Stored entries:

+++

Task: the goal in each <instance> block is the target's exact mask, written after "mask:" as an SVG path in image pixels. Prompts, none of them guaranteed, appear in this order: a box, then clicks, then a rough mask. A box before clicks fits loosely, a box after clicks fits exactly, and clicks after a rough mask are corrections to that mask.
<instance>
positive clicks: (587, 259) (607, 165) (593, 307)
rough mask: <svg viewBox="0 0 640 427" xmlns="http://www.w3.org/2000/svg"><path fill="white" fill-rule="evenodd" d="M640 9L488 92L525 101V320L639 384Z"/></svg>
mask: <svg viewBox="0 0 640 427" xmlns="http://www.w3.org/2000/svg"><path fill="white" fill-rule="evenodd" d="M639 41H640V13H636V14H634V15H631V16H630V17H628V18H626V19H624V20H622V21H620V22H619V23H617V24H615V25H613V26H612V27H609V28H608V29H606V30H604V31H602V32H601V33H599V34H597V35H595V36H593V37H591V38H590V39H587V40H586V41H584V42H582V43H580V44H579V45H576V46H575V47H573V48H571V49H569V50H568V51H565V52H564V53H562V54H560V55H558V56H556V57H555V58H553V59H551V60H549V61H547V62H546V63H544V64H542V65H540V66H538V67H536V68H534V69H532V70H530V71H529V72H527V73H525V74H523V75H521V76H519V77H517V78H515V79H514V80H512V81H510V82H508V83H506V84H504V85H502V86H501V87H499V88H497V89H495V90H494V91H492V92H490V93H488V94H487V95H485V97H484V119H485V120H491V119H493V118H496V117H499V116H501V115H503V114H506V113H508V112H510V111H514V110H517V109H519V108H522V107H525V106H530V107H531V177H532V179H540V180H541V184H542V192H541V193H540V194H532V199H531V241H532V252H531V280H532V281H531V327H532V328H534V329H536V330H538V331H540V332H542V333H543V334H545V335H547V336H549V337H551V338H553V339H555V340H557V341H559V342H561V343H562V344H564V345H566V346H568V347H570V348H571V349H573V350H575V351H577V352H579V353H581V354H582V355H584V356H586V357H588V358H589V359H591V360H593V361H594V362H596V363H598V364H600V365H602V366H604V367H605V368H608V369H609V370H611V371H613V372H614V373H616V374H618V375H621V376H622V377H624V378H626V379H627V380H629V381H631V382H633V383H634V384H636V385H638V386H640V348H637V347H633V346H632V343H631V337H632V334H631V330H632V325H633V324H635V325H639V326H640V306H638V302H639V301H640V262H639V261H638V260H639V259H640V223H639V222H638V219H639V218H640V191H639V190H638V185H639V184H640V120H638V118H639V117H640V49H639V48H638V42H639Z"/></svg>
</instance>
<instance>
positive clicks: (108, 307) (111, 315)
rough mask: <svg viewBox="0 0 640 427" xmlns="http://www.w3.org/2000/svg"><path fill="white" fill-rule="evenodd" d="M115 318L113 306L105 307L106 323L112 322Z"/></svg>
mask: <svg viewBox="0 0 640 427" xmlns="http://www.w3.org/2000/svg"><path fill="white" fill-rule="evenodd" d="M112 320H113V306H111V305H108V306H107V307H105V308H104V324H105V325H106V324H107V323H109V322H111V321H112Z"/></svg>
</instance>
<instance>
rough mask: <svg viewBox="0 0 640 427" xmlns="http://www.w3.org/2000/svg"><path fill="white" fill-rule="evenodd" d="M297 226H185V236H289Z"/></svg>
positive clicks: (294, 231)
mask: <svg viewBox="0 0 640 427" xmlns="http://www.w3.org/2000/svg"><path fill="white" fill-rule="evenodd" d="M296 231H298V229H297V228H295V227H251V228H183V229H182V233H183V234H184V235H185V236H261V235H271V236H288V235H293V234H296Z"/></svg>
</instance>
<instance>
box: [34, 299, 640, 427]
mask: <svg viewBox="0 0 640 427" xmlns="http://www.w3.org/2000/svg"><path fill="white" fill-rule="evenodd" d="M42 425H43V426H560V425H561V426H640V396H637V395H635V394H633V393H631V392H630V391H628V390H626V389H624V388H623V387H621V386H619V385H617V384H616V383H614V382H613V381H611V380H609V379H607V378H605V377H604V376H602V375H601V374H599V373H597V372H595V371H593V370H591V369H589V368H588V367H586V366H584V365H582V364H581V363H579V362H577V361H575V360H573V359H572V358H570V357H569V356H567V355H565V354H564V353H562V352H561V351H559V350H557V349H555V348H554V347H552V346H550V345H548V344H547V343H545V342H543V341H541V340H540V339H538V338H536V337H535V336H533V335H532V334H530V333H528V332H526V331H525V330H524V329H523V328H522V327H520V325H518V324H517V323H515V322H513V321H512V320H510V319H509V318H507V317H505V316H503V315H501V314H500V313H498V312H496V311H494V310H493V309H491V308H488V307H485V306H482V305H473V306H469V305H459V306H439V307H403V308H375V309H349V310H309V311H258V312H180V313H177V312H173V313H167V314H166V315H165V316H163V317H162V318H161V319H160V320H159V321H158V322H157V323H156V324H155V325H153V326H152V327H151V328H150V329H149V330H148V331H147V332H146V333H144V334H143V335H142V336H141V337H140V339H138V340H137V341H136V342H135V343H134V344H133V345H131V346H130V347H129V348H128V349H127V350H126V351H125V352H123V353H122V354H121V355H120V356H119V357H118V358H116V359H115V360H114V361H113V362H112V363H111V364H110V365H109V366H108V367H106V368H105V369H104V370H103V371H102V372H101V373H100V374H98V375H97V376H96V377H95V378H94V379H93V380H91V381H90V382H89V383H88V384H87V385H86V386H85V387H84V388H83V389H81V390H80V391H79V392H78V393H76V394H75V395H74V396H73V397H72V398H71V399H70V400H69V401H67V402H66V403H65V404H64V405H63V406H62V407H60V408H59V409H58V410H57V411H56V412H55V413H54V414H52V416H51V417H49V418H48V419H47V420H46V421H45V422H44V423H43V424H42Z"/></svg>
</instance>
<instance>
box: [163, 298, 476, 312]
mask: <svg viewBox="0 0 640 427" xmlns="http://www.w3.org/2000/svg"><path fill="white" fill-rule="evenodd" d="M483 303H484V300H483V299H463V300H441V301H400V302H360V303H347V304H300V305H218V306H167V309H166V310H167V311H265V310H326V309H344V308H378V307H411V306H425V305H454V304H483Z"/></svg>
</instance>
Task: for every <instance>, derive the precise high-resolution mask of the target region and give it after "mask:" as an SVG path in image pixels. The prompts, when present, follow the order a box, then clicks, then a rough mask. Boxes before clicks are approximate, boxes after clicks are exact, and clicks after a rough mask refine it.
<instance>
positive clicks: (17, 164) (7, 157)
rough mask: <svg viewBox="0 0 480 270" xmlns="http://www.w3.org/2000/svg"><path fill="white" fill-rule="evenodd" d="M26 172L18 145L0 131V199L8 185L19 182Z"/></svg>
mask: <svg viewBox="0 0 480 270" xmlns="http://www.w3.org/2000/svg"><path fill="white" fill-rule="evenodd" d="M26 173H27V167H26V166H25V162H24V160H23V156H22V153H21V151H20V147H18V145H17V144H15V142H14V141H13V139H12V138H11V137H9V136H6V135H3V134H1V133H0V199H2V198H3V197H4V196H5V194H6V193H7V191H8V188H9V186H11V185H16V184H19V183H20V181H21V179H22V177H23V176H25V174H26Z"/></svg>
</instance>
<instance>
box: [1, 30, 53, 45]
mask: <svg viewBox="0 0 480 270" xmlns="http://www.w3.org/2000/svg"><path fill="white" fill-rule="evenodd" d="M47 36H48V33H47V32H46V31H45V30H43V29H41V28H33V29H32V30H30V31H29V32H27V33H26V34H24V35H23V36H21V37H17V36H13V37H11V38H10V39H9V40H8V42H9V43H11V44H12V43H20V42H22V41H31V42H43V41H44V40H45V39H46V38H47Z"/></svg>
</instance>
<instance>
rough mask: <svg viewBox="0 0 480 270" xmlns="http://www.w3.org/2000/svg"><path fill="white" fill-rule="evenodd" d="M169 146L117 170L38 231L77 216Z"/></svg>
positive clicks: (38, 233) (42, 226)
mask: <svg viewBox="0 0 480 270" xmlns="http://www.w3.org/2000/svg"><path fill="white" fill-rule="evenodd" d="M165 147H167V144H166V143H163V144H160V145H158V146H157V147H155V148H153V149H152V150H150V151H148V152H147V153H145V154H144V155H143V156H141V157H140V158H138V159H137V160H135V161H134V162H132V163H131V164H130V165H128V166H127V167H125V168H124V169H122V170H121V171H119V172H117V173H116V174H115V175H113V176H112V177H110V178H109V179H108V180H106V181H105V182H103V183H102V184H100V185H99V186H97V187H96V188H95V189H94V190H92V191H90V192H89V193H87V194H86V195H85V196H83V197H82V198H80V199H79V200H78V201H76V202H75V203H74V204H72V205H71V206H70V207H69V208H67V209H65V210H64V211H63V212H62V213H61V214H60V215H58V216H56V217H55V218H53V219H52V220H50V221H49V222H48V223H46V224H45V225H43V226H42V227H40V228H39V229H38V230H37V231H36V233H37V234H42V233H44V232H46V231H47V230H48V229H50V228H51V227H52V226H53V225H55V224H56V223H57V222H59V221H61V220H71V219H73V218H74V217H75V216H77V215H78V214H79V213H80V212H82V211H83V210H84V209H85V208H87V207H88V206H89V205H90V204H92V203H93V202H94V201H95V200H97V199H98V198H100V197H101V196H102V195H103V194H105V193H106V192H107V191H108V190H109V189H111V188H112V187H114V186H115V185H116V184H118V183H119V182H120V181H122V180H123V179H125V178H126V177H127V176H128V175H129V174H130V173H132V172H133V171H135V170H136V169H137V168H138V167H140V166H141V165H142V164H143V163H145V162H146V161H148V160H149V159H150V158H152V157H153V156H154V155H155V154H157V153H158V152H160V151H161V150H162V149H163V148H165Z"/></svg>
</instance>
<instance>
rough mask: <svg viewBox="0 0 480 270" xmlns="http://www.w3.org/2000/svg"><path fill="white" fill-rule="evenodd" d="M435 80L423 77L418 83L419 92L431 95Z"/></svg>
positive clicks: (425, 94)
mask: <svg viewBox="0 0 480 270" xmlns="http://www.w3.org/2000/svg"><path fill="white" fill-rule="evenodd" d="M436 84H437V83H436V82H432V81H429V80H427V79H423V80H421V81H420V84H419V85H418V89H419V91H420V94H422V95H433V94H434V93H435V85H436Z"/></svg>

+++

Quote everything from the first line of the rows down to the line containing "9L488 92L525 101V320L639". Include both ends.

# RESULT OF THE TASK:
Task: the goal in each <instance> block is the target's exact mask, written after "mask:" as an SVG path in image pixels. Prompts, none of them guaranteed, appear in this order: a box, then clicks, then a rough mask. A box before clicks fits loosely, a box after clicks fits exactly, and clicks after a rough mask are corrections to that mask.
<instance>
positive clicks: (587, 259) (607, 165) (593, 307)
rough mask: <svg viewBox="0 0 640 427" xmlns="http://www.w3.org/2000/svg"><path fill="white" fill-rule="evenodd" d="M640 9L488 92L525 101V320L639 384Z"/></svg>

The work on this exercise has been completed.